■ **Tarea A**
¿Qué líneas de los registros contienen la palabra "coffee"? Selecciónalas y cópialas todas, distinguiendo entre mayúsculas y minúsculas.

-------- Extracto de página --------

Moctezuma le dijo aquella mañana a Hernán Cortés, en lo alto del Templo Mayor:

—Mira, Malinche, nuestra ciudad.

Abajo, en el centro del lago, estaba el espejismo de Tenochtitlan.

La pequeña isla original se había convertido en un inmenso terraplén artificial sobre el que flotaban templos, casas, palacios, calzadas y huertos.

La imborrable primera impresión de Bernal Díaz del Castillo ha atravesado los siglos. Pocos historiadores resisten la tentación de citarla:

“Algunos de nuestros soldados decían que si aquello que veían, si era entre sueños, y no es de maravillar que yo escriba aquí de esta manera, porque hay mucho de ponderar en ello que no sé cómo lo cuente: ver cosas nunca oídas, ni aún soñadas como veíamos (…) solamente el rumor y zumbido de las voces y palabras que allí había sonaban más de una legua, y entre nosotros hubo soldados que habían estado en muchas partes del mundo, y en Constantinopla, y en toda Italia y Roma, y dijeron que plaza tan bien compasada y con tanto concierto y tamaño y llena de gente no la habían visto”.

Aquella ciudad, que en cosa de 200 años se había convertido en capital de un imperio, nunca había sido atacada. A los mexicas les bastaba con alzar los puentes que se hallaban sobre las tres calzadas que conectaban la ciudad con la tierra firme, para que Tenochtitlan se volviera inexpugnable.

A lo largo de los siglos, pocos han resistido, también, el impulso de citar los versos del antiguo canto: “¿Quién podrá sitiar a Tenochtitlan? / ¿Quién podrá conmover los cimientos del cielo? / Con nuestras flechas, / con nuestros escudos, / está existiendo la ciudad. / México-Tenochtitlan subsiste!”.

Chichimeca significa “linaje de perros”. Entre el siglo XII y el siglo XIII llegaron en oleadas a los valles centrales: contribuyeron a la ruina del imperio tolteca y poco a poco fueron conquistando a sus vecinos del sur. Entre esos grupos se movía uno que parecía jugar un papel insignificante. Los dirigían cuatro sacerdotes que cargaban sobre las espaldas a un dios desconocido: Huitzilopochtli. Un dios que les hablaba incansablemente.

--------

■ **Tarea B**
Según el texto sobre Tenochtitlan, ¿qué cosas flotaban sobre el inmenso terraplén artificial? Enuméralas todas.

-------- Registros seleccionados --------

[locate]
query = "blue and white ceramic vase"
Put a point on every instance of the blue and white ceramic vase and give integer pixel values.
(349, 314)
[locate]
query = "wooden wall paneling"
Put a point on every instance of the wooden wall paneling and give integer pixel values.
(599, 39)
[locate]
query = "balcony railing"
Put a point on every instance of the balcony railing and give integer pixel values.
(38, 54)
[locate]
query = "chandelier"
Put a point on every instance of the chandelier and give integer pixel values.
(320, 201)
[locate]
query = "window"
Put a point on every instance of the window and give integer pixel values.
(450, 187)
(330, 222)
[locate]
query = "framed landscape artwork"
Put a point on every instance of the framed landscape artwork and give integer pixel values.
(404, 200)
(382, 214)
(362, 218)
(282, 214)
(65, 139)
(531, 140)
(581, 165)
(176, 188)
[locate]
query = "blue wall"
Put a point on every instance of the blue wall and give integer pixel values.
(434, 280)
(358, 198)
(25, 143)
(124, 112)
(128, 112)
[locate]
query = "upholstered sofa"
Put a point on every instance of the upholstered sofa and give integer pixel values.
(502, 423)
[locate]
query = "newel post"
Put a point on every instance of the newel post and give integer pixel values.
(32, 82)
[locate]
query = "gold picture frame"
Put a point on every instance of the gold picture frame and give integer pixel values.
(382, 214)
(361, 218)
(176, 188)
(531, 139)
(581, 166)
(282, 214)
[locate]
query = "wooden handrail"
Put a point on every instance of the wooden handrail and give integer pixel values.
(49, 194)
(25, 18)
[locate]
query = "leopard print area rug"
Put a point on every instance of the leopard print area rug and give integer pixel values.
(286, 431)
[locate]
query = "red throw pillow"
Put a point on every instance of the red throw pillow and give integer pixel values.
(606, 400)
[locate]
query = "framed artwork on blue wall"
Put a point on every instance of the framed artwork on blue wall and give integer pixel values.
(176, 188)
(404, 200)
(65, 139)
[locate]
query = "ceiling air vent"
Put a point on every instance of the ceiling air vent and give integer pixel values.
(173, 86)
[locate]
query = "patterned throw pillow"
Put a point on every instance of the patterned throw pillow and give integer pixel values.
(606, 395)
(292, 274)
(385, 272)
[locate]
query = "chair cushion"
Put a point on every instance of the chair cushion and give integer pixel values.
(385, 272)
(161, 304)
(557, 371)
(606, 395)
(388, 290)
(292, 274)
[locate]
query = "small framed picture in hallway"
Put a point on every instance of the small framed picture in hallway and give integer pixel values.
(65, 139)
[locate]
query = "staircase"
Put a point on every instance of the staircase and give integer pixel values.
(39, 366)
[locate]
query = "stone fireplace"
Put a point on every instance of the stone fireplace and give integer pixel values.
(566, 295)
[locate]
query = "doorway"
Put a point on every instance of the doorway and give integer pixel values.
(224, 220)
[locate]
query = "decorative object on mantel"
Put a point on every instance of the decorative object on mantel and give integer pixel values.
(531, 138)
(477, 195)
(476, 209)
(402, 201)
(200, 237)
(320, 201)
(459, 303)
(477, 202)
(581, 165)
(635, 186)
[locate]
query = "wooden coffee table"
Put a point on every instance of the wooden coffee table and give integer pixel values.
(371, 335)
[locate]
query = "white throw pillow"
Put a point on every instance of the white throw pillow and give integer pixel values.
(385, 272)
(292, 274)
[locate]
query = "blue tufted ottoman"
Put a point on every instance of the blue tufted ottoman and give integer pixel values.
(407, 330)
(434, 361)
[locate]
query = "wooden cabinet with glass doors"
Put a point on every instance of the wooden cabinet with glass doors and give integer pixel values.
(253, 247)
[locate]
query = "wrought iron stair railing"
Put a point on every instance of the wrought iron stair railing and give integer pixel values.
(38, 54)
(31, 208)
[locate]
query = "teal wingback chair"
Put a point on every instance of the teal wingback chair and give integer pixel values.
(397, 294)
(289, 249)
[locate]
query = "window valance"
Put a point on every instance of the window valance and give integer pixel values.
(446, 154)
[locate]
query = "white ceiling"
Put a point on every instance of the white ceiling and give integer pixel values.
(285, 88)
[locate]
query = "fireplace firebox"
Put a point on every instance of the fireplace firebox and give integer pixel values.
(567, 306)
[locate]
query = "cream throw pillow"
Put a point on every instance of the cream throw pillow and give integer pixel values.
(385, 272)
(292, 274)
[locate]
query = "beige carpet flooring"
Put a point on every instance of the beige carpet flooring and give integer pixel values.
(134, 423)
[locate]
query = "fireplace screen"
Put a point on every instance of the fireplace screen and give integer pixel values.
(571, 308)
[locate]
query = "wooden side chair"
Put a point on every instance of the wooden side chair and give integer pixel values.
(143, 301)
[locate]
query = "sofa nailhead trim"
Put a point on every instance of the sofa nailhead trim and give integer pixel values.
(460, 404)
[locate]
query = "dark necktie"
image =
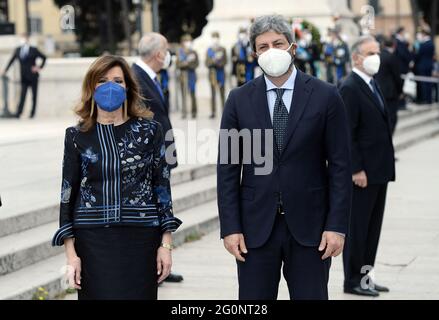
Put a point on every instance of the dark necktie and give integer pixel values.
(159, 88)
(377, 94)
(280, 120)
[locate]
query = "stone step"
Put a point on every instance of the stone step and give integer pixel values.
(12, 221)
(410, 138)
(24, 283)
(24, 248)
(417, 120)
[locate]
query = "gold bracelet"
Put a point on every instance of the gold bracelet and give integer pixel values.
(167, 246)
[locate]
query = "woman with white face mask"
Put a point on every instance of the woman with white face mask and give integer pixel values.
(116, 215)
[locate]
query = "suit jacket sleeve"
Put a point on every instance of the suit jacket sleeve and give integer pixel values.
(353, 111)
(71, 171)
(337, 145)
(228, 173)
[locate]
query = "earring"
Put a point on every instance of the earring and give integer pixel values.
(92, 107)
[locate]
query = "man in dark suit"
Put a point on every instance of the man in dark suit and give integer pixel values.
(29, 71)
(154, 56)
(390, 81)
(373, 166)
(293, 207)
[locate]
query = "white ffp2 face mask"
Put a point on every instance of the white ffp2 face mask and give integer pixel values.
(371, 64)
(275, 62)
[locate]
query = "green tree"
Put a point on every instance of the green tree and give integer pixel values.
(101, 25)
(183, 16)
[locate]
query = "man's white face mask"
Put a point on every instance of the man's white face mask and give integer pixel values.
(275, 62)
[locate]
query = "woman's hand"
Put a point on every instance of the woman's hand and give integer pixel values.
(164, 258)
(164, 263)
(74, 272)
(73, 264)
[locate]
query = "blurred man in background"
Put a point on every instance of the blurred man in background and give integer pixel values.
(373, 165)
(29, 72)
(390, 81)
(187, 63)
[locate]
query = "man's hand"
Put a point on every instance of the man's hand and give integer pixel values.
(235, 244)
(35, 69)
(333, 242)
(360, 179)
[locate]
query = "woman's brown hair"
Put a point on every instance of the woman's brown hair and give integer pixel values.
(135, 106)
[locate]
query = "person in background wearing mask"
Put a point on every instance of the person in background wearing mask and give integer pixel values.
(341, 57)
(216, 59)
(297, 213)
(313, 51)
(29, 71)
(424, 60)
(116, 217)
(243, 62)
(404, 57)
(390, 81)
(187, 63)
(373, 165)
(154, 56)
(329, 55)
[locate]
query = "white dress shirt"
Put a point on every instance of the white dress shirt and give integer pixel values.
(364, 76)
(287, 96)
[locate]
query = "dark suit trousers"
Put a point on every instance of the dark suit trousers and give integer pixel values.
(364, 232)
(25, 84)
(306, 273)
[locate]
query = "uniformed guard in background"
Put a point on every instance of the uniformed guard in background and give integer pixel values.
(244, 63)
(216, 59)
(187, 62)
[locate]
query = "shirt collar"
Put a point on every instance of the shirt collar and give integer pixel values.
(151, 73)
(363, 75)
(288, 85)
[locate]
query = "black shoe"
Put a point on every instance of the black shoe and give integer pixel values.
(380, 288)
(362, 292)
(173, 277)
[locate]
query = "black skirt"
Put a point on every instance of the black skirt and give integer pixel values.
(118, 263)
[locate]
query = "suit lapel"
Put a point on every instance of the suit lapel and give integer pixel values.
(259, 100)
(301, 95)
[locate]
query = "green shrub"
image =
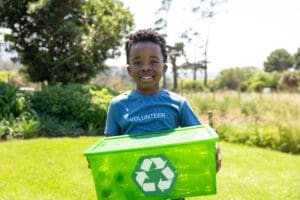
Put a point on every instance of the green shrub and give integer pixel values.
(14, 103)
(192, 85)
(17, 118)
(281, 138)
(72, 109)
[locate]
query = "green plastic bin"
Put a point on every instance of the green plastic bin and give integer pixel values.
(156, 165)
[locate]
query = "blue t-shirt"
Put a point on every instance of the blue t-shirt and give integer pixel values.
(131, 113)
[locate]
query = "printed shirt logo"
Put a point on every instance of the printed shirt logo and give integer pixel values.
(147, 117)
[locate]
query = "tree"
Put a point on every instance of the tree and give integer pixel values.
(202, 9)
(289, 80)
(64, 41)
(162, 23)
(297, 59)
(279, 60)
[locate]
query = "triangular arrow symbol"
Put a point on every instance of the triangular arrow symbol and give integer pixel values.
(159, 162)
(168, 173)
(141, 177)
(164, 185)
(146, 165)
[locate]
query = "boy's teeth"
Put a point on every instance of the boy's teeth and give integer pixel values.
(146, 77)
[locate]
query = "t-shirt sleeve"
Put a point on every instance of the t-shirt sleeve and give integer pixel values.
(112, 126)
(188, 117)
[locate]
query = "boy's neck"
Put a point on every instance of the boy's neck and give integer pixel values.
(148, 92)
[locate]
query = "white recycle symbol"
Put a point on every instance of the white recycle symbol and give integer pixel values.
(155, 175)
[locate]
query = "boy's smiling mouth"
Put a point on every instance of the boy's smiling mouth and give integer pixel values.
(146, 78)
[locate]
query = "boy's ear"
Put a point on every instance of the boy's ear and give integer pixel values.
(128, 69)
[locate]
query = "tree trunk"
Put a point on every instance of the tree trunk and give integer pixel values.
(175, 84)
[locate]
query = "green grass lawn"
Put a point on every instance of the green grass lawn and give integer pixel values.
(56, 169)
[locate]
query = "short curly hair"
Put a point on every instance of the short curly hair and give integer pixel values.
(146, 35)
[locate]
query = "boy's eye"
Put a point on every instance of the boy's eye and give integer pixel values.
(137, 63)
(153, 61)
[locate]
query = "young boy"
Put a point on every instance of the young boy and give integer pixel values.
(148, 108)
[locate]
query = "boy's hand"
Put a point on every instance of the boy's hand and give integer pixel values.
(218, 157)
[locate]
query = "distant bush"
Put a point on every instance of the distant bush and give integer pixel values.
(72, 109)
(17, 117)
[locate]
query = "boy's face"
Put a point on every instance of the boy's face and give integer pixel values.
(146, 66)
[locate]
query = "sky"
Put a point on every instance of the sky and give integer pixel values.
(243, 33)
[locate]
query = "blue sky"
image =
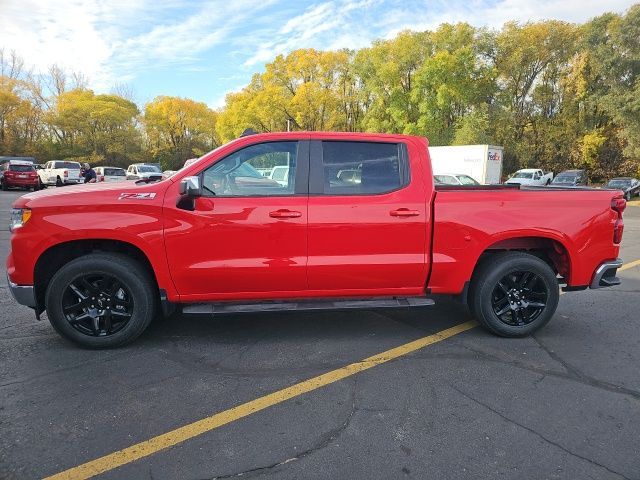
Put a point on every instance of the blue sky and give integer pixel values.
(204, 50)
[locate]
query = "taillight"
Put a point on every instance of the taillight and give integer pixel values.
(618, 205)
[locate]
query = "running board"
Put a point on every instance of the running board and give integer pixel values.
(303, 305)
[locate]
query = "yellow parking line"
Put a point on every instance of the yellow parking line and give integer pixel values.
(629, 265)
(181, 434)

--------
-------- Registros seleccionados --------

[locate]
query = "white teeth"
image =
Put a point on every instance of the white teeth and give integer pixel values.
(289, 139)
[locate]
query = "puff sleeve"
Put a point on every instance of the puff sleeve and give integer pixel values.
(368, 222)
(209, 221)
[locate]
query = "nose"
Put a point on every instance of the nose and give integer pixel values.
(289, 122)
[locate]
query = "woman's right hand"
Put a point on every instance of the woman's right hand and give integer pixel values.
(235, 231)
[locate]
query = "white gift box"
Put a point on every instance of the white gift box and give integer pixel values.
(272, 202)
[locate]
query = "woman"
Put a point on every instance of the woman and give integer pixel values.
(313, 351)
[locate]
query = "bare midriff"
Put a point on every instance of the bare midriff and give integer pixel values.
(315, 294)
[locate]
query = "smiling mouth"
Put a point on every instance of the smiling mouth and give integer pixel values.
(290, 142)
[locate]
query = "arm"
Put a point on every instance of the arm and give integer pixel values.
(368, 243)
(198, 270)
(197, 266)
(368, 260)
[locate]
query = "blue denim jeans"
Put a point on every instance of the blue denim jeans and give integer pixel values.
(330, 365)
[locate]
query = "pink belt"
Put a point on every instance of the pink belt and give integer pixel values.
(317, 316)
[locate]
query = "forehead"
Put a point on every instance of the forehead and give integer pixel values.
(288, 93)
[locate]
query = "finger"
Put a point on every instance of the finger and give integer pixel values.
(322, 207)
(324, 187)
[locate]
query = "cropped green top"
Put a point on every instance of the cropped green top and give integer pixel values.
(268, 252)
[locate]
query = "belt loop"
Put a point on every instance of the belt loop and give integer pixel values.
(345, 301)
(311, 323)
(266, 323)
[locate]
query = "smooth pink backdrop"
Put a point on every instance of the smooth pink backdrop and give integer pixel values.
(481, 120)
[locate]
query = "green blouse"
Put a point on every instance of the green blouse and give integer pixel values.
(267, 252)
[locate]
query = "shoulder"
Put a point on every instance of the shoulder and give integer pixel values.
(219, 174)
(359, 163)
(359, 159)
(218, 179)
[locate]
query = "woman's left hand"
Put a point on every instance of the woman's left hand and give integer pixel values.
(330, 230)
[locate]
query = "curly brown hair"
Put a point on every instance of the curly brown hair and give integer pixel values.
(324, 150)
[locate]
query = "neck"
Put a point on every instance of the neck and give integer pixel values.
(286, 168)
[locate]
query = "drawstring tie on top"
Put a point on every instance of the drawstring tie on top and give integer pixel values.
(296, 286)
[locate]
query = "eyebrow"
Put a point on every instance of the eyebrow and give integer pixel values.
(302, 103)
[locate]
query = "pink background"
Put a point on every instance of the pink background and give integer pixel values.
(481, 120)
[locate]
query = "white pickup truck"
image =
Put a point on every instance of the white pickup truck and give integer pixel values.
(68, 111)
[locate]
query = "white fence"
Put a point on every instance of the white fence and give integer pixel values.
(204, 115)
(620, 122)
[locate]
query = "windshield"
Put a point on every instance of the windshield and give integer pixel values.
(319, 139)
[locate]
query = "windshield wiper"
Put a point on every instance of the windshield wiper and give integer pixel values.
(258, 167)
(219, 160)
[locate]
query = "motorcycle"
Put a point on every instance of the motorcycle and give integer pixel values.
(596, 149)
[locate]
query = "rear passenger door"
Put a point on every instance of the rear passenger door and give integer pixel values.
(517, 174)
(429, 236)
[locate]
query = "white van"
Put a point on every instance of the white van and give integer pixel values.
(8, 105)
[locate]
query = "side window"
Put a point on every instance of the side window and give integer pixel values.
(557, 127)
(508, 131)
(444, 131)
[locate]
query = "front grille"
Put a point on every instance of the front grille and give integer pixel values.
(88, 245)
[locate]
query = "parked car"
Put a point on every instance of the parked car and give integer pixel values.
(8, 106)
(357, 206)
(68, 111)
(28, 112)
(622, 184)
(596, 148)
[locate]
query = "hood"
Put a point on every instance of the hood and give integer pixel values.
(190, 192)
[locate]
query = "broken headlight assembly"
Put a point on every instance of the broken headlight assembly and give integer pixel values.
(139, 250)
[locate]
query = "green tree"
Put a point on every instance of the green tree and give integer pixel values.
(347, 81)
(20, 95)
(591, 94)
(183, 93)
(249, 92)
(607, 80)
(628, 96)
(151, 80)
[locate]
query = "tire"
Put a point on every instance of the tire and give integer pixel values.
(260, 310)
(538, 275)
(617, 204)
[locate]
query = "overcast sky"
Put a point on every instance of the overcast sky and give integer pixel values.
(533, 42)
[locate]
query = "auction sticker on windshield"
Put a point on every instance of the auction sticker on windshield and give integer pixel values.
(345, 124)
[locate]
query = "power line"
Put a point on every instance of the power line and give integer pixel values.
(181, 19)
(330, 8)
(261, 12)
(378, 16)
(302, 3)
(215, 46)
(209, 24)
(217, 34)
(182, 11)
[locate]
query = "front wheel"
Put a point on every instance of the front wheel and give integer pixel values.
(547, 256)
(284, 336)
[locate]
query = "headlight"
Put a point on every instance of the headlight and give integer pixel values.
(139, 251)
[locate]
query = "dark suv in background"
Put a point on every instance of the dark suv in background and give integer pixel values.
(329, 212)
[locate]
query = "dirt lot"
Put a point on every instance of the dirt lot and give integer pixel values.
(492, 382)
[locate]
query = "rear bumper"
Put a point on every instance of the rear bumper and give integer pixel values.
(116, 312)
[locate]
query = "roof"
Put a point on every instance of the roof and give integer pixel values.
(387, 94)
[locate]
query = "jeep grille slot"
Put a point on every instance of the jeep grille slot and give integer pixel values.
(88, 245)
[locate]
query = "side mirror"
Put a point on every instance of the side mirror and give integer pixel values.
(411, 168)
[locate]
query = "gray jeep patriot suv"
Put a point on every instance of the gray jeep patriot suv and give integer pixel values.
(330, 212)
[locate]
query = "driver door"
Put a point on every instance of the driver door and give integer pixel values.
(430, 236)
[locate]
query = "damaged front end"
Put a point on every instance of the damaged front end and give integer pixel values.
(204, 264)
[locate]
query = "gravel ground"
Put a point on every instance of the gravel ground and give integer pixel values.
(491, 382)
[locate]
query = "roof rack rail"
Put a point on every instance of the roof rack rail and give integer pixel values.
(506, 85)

--------

■ **Solución detallada A**
query = "wooden coffee table"
Put a point on every instance of the wooden coffee table and give integer pixel values.

■ **Solución detallada B**
Templos, casas, palacios, calzadas y huertos.